--- BEGIN EXERCISE INPUTS ---
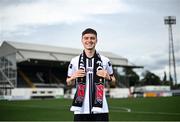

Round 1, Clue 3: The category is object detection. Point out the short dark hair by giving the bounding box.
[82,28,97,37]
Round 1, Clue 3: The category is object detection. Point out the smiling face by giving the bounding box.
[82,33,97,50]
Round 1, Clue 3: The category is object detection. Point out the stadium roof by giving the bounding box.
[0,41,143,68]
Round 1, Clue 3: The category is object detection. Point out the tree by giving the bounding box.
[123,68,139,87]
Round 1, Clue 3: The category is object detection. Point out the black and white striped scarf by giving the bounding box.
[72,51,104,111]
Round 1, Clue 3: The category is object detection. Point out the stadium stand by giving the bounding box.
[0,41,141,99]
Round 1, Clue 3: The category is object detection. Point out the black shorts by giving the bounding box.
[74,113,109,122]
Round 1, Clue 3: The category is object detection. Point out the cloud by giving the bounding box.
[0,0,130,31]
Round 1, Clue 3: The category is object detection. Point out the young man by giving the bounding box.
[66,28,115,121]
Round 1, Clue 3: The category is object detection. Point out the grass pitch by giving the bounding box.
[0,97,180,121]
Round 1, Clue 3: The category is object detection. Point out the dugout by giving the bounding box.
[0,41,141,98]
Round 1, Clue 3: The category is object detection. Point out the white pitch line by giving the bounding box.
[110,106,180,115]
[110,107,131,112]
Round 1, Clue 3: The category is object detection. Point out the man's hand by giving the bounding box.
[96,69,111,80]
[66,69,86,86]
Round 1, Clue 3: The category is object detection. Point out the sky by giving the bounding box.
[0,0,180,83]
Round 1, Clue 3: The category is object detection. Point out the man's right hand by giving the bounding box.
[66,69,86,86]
--- END EXERCISE INPUTS ---
-- YOUR OBJECTIVE --
Write out every line of the records above as a numbered list, skipping blank lines and omitting the picture.

-- SOLUTION --
1. Round 1, Clue 3: The category is object detection. Point out the short dark hair by giving the bounding box.
2. [82,28,97,37]
3. Round 1, Clue 3: The category is object detection. Point out the smiling face by giving the bounding box.
4. [82,33,97,50]
5. Round 1, Clue 3: The category is object detection. Point out the stadium roof by giving the bounding box.
6. [0,41,143,68]
7. Round 1, Clue 3: The category is object detection. Point out the tree by giving the bounding box.
8. [123,68,139,87]
9. Round 1, Clue 3: The category is object detection. Point out the black and white striped scarf by giving the bounding box.
10. [72,51,104,111]
11. Round 1, Clue 3: The category is object detection. Point out the stadium stand by giving the bounding box.
12. [0,41,141,99]
13. Round 1, Clue 3: The category is object detection. Point out the black shorts by giving the bounding box.
14. [74,113,109,122]
15. Round 1, Clue 3: The category is object detection. Point out the cloud by giving the bounding box.
16. [0,0,130,31]
17. Round 1, Clue 3: The category is object detection. Point out the young man by giving the bounding box.
18. [66,28,115,121]
19. Round 1, Clue 3: The category is object detection. Point out the grass pitch by giving the bounding box.
20. [0,97,180,121]
21. Round 1, Clue 3: The category is object detection. Point out the dugout by giving the bounding box.
22. [0,41,141,98]
23. Round 1, Clue 3: The category is object detection. Point out the white pitch line by giving the bounding box.
24. [110,106,180,115]
25. [110,107,131,112]
26. Round 1, Clue 3: The category is object detection. Point out the man's hand by giving the bounding box.
27. [96,69,111,80]
28. [66,69,86,86]
29. Round 1, Clue 3: The category is object detection. Point out the sky by giving the bounding box.
30. [0,0,180,83]
31. Round 1, Clue 3: The category is object detection. Point out the man's right hand by giving the bounding box.
32. [66,69,86,86]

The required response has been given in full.